> EXPLORE THE MATERIAL:
- A) Reproduce word for word the passage of the Donald Ort biography below that begins with the words containing "Donald Ort is" and ends with "temperatures, and drought.".
- B) Extend the Donald Ort biography below by writing what comes after its last sentence.

> EXTRACT:

↓

Donald Ort is the Robert Emerson Professor of Plant Biology and Crop Sciences at the University of Illinois, where his research is focused on understanding and improving plant growth. His research specifically seeks to improve photosynthesis performance in crops under changing environmental conditions including rising carbon dioxide levels, high temperatures, and drought.

He obtained his bachelor’s degree in biology and chemistry from Wake Forest University and his doctorate in plant biochemistry from Michigan State University followed by a National Institutes of Health (NIH) postdoctoral fellowship at Purdue University and later at the University of Washington. He came to the University of Illinois campus as a research plant physiologist with the Global Change and Photosynthesis Research Unit of the United States Department of Agriculture Agricultural Research Service serving as its Research Leader until 2018. He has published more than 250 papers in peer-reviewed journal articles and been listed by ISI/Clarivate Analytics as one of the most cited authors in Animal & Plant Biology every year since 2016. He has held numerous positions in professional societies including president of the International Society of Photosynthesis Research and the American Society of Plant Biologists (ASPB). He also served as editor-in-chief of Plant Physiology and associate editor of the Annual Review of Plant Biology. He is a member of the National Academy of Sciences and a fellow of the American Association for the Advancement of Science (AAAS) and American Society of Plant Biologists (ASPB). His awards include Agricultural Research Service Science Hall of Fame, the ASPB Charles F. Kettering Award and Charles Reid Barnes Life Membership Award, and the U of I University Scholars Award.

↑

> DATA EXTRACTS:
↓

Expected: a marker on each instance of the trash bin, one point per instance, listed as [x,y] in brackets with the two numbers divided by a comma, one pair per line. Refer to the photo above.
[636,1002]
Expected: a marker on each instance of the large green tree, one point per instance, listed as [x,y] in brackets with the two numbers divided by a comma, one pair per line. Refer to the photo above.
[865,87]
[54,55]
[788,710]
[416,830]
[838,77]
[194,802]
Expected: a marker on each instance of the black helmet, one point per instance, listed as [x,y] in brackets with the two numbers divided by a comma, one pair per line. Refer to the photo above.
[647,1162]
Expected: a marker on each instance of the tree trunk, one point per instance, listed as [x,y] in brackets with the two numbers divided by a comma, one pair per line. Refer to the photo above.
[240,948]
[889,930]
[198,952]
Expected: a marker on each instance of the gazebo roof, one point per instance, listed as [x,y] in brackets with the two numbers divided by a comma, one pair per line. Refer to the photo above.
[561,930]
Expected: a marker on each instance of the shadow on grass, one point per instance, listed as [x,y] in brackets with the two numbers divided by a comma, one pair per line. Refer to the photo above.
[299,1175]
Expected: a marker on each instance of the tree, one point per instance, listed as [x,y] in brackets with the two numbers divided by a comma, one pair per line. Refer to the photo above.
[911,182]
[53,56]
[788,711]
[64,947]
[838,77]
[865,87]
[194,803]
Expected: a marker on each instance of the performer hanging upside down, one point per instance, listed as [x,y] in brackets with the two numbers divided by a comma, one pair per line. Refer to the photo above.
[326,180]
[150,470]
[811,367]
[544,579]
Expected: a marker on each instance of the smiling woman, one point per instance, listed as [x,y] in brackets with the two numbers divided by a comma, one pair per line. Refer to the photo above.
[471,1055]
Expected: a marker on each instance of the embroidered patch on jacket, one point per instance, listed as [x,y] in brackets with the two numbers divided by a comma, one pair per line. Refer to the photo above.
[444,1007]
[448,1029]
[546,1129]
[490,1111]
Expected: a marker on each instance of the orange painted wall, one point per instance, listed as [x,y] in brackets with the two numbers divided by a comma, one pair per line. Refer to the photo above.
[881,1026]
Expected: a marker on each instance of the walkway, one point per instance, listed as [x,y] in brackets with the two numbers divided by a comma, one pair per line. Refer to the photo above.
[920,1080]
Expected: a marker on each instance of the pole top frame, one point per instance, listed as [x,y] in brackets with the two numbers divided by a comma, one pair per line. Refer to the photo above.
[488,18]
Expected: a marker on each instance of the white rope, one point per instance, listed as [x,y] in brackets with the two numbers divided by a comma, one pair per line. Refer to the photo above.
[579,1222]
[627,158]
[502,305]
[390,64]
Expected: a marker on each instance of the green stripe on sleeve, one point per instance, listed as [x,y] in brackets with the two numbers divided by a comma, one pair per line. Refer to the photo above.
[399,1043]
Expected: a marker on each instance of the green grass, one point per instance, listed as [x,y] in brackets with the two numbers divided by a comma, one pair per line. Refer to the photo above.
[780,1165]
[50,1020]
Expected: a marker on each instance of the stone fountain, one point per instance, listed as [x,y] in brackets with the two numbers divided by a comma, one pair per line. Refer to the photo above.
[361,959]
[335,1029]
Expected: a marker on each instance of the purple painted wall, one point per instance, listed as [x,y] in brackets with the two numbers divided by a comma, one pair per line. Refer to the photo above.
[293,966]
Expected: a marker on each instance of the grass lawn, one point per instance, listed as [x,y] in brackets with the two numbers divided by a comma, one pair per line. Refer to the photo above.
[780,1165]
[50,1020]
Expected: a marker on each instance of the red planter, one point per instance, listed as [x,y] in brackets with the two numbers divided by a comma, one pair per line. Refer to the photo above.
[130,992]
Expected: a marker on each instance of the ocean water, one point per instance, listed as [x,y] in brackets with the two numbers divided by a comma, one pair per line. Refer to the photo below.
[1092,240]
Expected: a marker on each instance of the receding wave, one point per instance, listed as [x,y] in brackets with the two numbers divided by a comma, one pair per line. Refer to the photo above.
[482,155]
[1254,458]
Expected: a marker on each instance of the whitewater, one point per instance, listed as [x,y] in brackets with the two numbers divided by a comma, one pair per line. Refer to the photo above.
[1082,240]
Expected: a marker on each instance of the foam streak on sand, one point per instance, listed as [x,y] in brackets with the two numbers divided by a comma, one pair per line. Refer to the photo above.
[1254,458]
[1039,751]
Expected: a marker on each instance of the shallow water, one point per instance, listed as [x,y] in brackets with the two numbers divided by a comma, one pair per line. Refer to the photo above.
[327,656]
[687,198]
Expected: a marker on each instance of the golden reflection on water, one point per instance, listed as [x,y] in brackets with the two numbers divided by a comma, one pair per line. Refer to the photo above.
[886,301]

↑

> RESPONSES BY TASK:
- A)
Donald Ort is the Robert Emerson Professor of Plant Biology and Crop Sciences at the University of Illinois, where his research is focused on understanding and improving plant growth. His research specifically seeks to improve photosynthesis performance in crops under changing environmental conditions including rising carbon dioxide levels, high temperatures, and drought.

- B)
At the University of Illinois, Ort helped found SoyFACE (Soybean Free Air Concentration Enrichment), a unique open-air laboratory that investigates the impacts of increasing carbon dioxide, ozone, and temperatures. He understood early on that to prepare crops for future climate change conditions we must understand how these factors influence real-world crop systems. Today, he serves as deputy director of the Realizing Increased Photosynthetic Efficiency (RIPE) project, the associate director for Research & Development for the Center for Advanced Biofuel and Bioproduct Innovation (CABBI) and leads the Genomic Ecology of Global Change research theme in the Carl R. Woese Institute for Genomic Biology (IGB) that aims to create a more robust agricultural system despite climatic changes.